What you return should match the data below exactly, with no pictures in it.

## Items listed in a dataset
--------

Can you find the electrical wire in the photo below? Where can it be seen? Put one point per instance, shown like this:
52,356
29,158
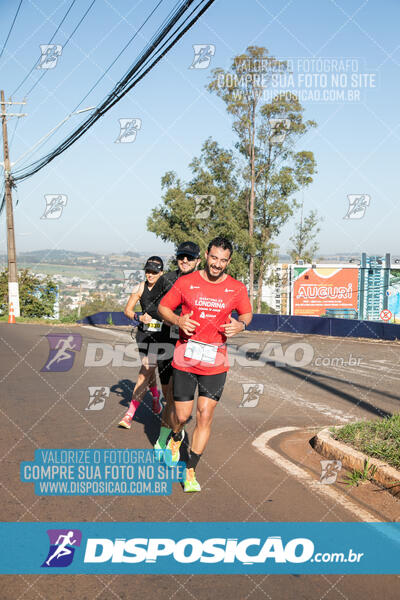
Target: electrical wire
118,56
124,86
45,71
64,46
11,28
108,68
52,38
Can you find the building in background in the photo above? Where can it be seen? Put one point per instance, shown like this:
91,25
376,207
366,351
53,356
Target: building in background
373,283
319,288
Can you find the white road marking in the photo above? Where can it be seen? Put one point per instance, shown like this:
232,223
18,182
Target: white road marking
261,443
120,334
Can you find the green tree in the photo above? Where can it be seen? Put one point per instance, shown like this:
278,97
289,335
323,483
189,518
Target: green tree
100,303
36,296
267,133
180,217
304,244
254,184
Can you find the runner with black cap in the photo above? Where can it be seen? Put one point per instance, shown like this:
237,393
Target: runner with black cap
148,334
207,298
188,260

--------

## Solution
Can you find the electrical wire in the photo below? Where can it be seen? Put one point per instance, shown like this:
52,356
29,158
Target: electrical wire
118,56
124,86
45,71
64,46
11,28
108,68
52,38
Can you find the building in background in the photo above? Where can it be seen? Put one point per instance, shown like this:
91,25
376,207
366,351
53,356
Target: building in background
373,283
319,288
Can you find the white road marking in the photo above? Where can it be seen? Put one point per instance, shown like this:
232,223
18,182
Target: white road marking
261,443
120,334
Can you find the green tree in the photo above? Where can it be seen? Put one point per instance, shown like this:
278,97
289,335
323,483
189,518
Target: green tree
100,303
36,296
267,133
180,217
304,244
254,184
Can you find the runner with black cap in the photo above? Where can it be seen? Put one point per instance, shown like this:
237,393
Target: runner with black cap
148,334
207,298
188,260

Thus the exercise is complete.